◆ GIVEN TASK A: Copy out in full each line of the records that contains the string "background". Matching is case-sensitive.

>> start TEXT PROVIDED

Amsterdam, 20th March 2019 – The world has chosen not to combat the plastic soup with a reduction in plastics production or the introduction of a ban on single use plastics.

This is basically the disappointing result of the fourth UNEA conference in Nairobi, where the member states of the UN agreed a resolution on combatting the plastic soup. Several countries, led by the USA, blocked suggestions to combat the plastic soup internationally.

 Multiple resolutions discussed.

During the UNEA-4 Conference, concluded last Friday, the resolution “Addressing single-use plastic products pollution” was ratified. Member states are called upon therein to take measures to curtail and limit the ecological consequences of plastic waste. However, there is absolutely nothing mentioned in there about coordinated international discussion, nor any mandated obligatory reduction of (packaging) plastics. Several resolutions were discussed at the conference with the aim of stopping plastics pollution but the more ambitious ones didn’t even make the grade. Norway, Japan and Sri Lanka together proposed working towards a new international agreement with binding objectives. India even introduced a resolution at the very last minute aimed at banning single-use plastic.

The rejected resolutions were all in line with the processes already proposed by more than 90 environmental organisations, including The Plastic Soup Foundation which expounds upon how a new international convention on combatting the plastic soup should be manifested.

>> end TEXT PROVIDED

◆ GIVEN TASK B: For each statement below, say yes or no to whether the report on the UNEA-4 plastics resolution supports it, and quote the words of the report that decide it. (i) India introduced a resolution aimed at banning single-use plastic. (ii) The ratified resolution requires an obligatory reduction of packaging plastics. (iii) Norway, Japan and Sri Lanka proposed working towards a new international agreement with binding objectives.

>> start EXTRACTED INFORMATION

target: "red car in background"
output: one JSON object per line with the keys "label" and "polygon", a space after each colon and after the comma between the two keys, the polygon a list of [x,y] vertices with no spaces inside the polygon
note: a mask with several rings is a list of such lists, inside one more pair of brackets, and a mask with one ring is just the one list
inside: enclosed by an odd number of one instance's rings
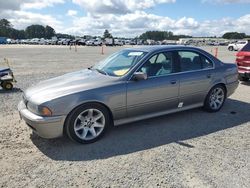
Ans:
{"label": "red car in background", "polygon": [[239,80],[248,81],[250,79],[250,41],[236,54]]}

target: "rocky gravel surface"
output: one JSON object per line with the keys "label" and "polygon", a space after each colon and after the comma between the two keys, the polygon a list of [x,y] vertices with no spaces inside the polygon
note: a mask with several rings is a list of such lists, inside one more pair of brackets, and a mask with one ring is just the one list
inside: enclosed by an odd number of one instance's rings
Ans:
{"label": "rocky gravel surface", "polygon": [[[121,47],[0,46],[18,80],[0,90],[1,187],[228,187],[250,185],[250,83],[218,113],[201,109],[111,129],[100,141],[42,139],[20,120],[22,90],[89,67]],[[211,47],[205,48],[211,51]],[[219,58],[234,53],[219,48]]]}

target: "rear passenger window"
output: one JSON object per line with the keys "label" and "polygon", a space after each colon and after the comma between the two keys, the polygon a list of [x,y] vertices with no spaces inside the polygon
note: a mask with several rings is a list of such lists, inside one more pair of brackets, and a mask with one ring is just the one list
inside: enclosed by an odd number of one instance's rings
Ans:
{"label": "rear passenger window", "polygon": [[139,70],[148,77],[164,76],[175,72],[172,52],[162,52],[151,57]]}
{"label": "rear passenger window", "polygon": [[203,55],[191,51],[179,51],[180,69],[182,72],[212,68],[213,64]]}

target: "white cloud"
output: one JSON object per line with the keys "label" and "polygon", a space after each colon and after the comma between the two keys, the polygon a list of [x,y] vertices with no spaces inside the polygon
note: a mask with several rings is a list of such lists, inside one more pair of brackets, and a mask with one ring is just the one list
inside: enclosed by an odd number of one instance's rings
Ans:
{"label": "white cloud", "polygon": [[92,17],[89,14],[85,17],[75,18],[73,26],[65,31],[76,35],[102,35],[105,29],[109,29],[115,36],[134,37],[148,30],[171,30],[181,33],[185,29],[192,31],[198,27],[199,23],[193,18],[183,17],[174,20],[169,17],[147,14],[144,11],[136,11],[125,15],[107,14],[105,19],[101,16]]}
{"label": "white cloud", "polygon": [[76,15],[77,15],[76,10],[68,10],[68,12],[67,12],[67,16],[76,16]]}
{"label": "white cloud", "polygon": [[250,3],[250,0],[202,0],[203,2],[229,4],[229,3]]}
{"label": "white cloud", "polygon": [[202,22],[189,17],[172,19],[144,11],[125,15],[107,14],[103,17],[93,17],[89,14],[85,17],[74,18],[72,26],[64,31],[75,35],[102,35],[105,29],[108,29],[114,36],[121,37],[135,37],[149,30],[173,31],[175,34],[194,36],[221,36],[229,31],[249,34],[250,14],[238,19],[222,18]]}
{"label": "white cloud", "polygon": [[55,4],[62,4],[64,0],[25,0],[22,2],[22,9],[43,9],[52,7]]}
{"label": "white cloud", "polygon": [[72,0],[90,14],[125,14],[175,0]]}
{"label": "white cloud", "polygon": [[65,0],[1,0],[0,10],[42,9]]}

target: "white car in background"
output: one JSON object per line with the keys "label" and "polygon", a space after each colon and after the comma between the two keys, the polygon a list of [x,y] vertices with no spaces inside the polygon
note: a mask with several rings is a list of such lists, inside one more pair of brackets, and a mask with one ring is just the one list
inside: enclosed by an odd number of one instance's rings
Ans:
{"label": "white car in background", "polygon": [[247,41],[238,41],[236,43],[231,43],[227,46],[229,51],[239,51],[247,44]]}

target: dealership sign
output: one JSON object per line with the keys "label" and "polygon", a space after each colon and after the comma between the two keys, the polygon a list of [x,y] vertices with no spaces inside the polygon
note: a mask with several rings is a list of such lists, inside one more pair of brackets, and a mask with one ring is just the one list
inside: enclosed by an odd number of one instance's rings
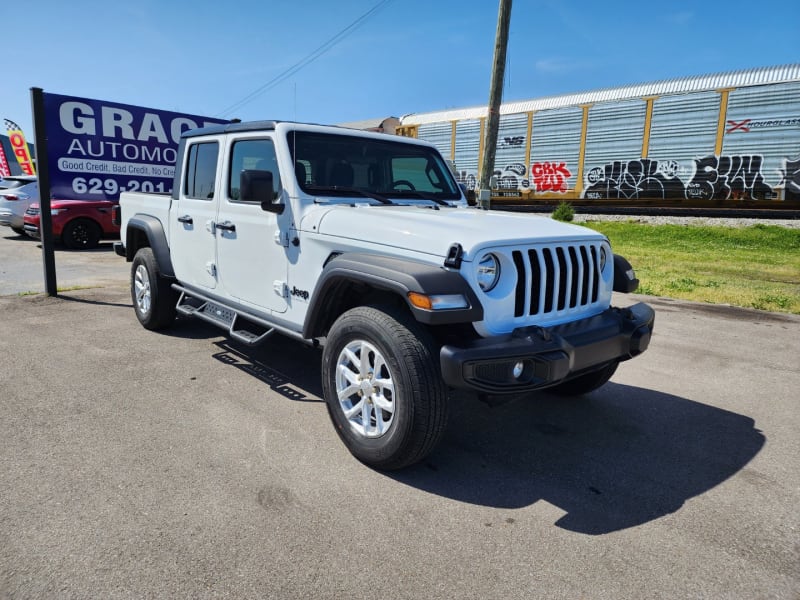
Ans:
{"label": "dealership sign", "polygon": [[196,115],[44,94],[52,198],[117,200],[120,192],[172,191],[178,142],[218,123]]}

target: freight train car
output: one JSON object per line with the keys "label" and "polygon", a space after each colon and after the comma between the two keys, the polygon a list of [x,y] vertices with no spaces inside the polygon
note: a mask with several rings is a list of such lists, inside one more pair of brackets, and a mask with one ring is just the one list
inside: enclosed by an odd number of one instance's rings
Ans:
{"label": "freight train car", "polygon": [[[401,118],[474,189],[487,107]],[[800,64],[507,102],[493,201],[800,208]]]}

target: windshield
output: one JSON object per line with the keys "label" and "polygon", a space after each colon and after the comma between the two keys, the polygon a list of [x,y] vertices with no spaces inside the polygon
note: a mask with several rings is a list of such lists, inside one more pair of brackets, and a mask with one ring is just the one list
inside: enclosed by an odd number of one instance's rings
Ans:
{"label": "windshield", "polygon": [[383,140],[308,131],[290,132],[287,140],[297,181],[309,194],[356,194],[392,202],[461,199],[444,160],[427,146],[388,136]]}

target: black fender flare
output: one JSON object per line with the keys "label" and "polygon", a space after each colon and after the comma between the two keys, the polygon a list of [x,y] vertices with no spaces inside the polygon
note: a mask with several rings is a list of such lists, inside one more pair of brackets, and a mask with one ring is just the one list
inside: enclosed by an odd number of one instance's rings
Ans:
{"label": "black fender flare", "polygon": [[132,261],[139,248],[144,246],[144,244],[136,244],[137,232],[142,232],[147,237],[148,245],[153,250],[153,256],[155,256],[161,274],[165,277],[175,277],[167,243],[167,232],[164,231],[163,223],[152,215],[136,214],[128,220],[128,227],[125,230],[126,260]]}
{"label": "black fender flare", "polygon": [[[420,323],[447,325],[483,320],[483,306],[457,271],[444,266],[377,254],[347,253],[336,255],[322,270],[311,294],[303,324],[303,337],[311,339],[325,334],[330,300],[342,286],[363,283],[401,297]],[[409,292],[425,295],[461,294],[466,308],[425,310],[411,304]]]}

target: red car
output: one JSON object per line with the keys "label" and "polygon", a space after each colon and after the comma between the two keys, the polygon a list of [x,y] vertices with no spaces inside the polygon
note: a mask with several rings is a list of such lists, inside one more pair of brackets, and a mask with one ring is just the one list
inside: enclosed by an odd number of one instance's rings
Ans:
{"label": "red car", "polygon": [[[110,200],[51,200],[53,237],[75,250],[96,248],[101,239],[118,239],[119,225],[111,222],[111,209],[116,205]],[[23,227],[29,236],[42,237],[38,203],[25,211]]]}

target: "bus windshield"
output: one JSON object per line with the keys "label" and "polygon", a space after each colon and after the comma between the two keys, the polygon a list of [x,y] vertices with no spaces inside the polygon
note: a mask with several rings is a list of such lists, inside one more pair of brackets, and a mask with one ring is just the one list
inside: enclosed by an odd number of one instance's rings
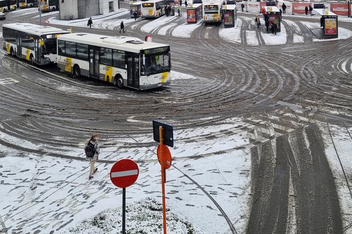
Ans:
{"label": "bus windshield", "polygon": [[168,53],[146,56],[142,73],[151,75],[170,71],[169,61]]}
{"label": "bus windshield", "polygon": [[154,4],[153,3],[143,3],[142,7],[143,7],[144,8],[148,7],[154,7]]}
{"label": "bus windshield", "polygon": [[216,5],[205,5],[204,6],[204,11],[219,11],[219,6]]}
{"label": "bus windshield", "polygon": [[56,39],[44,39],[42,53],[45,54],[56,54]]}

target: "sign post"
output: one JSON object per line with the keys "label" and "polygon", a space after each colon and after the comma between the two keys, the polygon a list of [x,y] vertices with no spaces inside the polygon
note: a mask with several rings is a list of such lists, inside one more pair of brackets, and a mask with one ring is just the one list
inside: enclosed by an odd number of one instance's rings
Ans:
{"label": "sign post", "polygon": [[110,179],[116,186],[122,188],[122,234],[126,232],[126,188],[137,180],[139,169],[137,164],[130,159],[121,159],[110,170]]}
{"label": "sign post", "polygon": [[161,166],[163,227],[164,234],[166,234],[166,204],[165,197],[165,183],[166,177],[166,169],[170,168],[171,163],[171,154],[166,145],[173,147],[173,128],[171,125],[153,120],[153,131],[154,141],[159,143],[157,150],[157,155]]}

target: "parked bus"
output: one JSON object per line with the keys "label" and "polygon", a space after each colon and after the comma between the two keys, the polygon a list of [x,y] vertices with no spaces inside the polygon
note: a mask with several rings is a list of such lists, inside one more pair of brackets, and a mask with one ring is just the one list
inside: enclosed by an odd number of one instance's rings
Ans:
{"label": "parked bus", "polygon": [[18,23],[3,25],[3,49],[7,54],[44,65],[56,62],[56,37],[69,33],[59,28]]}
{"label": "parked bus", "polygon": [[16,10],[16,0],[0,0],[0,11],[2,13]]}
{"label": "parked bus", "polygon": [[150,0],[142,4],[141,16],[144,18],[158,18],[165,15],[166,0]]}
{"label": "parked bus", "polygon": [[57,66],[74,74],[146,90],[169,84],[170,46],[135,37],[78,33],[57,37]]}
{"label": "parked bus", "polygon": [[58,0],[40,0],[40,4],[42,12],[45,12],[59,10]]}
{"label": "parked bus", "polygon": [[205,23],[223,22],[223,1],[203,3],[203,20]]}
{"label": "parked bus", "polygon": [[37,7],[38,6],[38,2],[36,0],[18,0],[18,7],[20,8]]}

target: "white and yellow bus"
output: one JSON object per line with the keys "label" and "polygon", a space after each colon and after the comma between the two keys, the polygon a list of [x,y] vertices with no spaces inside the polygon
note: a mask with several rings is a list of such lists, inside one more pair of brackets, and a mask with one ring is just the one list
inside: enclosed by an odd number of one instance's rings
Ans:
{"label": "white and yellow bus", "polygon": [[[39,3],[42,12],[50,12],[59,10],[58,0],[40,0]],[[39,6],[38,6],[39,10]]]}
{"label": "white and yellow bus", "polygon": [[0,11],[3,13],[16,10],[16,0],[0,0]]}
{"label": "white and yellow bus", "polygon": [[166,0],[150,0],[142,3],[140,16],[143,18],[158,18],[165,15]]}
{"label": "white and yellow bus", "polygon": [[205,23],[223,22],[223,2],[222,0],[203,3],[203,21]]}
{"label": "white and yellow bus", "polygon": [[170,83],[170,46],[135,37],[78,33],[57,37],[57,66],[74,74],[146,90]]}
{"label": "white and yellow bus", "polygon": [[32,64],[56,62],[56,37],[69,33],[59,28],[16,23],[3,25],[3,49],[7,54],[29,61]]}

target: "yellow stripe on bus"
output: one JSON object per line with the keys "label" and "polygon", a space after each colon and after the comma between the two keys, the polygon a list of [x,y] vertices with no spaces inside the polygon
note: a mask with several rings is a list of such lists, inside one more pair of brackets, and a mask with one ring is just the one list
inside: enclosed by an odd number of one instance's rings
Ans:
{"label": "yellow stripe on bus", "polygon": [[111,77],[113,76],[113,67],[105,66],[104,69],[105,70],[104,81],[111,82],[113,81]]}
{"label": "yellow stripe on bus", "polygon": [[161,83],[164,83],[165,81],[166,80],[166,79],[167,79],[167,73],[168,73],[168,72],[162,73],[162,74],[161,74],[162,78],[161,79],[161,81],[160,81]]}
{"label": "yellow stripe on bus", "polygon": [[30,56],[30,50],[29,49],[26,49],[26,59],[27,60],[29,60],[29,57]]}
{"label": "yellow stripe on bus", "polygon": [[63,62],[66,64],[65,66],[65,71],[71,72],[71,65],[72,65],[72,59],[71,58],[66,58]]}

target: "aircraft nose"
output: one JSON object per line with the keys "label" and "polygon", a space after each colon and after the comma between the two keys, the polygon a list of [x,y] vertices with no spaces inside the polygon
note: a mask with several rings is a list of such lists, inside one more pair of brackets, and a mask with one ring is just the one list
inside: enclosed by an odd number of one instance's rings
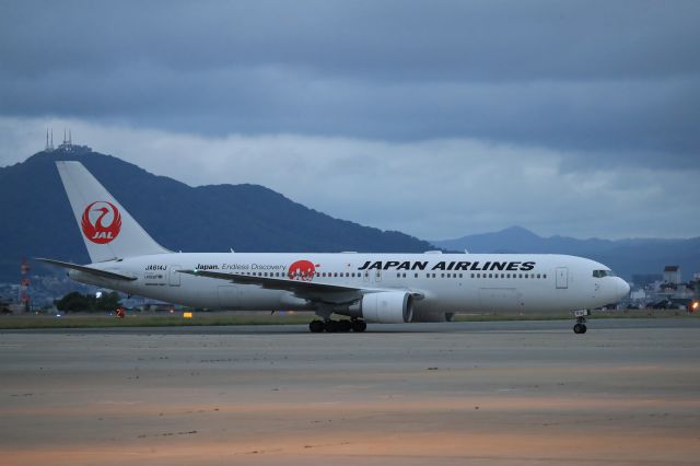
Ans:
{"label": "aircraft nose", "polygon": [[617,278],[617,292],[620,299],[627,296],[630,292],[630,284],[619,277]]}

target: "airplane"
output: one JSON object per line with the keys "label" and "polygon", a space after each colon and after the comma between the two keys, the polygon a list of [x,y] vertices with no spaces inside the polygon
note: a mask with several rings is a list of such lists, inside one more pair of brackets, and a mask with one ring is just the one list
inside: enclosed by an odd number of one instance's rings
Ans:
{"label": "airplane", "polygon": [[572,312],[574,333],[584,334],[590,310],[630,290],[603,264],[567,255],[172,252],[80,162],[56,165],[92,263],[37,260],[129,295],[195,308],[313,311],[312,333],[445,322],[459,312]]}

>> end EXTRACTED INFORMATION

◆ COMPLETE RESPONSE A:
target: "red car in background"
{"label": "red car in background", "polygon": [[239,80],[248,81],[250,79],[250,41],[236,54]]}
target: "white car in background"
{"label": "white car in background", "polygon": [[247,41],[238,41],[236,43],[231,43],[227,46],[229,51],[239,51],[247,44]]}

◆ COMPLETE RESPONSE B:
(i) Yes: "India even introduced a resolution at the very last minute aimed at banning single-use plastic."
(ii) No: "However, there is absolutely nothing mentioned in there about coordinated international discussion, nor any mandated obligatory reduction of (packaging) plastics."
(iii) Yes: "Norway, Japan and Sri Lanka together proposed working towards a new international agreement with binding objectives."